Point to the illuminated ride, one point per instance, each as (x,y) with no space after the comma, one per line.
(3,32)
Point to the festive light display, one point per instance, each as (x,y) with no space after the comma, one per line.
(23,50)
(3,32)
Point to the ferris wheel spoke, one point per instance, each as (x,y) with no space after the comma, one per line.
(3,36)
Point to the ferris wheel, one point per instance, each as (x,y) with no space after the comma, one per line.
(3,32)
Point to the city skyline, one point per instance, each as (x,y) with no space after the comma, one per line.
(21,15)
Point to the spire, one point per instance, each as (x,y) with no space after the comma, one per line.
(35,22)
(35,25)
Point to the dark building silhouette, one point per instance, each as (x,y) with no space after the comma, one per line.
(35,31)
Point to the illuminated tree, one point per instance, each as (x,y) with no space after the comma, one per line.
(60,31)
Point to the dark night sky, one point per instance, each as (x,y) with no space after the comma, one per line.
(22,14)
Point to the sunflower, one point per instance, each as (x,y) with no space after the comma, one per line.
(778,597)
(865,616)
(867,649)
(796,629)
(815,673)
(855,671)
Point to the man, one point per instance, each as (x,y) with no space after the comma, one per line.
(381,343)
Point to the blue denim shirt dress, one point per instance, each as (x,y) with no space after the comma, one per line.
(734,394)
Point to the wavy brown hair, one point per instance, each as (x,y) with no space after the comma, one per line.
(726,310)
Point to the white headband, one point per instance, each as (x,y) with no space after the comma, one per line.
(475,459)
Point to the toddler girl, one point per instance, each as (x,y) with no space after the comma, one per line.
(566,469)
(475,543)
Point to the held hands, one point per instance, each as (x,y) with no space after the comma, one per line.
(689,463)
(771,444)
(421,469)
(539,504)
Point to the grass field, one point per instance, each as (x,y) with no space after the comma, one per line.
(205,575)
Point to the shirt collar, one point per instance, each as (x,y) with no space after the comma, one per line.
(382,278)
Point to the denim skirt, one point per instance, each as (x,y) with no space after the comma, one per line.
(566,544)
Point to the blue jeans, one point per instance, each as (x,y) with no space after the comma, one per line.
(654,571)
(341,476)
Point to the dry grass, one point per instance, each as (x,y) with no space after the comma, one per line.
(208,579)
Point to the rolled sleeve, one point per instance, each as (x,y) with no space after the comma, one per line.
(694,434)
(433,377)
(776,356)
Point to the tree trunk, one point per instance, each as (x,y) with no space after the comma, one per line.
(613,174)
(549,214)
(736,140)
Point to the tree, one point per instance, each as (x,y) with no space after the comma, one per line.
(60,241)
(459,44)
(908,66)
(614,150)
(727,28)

## WHAT YOU ARE ASKED TO DO:
Copy all of the rows above line for line, with no changes.

## EXPECTED OUTPUT:
Point to the illuminated ride, one point per instance, each as (x,y) with no space after the comma, one per line.
(3,32)
Point to the festive light display, one point per instance, each as (x,y) with no space after the comma, one per line.
(23,50)
(3,32)
Point to the ferris wheel spoke, one point per instance, each as (x,y) with no space after the comma, one per line.
(3,36)
Point to the ferris wheel, one point per instance, each as (x,y) with no space after the comma, one per line.
(3,32)
Point to the city skyline, one point per instance, each as (x,y) with no space after the comma, one per line.
(21,15)
Point to the spire, one point per instance, each as (x,y) with no space after the comma, one per line.
(35,22)
(35,25)
Point to the dark building silhouette, one point per instance, each as (x,y) with no space after the comma, one per line.
(35,31)
Point to the illuminated tree, one point per instance, each as (x,y) with no space after the comma, one per line.
(60,31)
Point to the dark night sky, one point per instance, each as (x,y) with no space after the comma, one per line.
(22,14)
Point to the sunflower, one point per instance, each as (x,y) with no space after the comma, one per line.
(778,597)
(865,616)
(867,649)
(796,629)
(815,673)
(855,671)
Point to the man, one point per instance, each as (x,y) with no space after the comma, one per line.
(381,343)
Point to the blue denim shirt dress, one point per instance, each as (x,y) with no space after the comma, one per line.
(734,394)
Point to the wavy brown hair, one point per instance, each as (x,y) with no space after the comma, one per line.
(726,310)
Point to the white headband, one point per instance, each as (x,y) with no space after the comma, one per line.
(475,459)
Point to the toddler girl, one point per instance, each as (x,y) with no space after the comma, one per line.
(566,469)
(475,543)
Point to the held hands, one point per instance, each as (x,y) with no space after the comma, one per line.
(689,463)
(771,444)
(421,469)
(539,504)
Point to the grass field, one point per instance, each as (x,y) with no space after the comma, one per line.
(205,575)
Point to the shirt collar, one point per instance, each as (x,y) with no space after the comma, one per line.
(382,278)
Point to the denim skirt, one point per instance, each as (x,y) with no space after the comma, one per line.
(566,544)
Point to the blue jeans, one point per instance, each as (x,y) with no space after the comma, one per line.
(654,571)
(341,476)
Point to the dry grass, one point per instance, each as (x,y) with no space after the comma, one per line.
(208,579)
Point to the rolled sleeve, one point per instance, each as (x,y) with no space after the comma, one per line.
(694,434)
(433,377)
(776,356)
Point to the tree trunk, one point per instance, each as (x,y) with no space after the comma, one per line.
(613,174)
(549,214)
(736,140)
Point to the tree, one point per instance, each as (x,y) with no space after the comma, one per line.
(60,241)
(459,44)
(908,66)
(614,150)
(727,28)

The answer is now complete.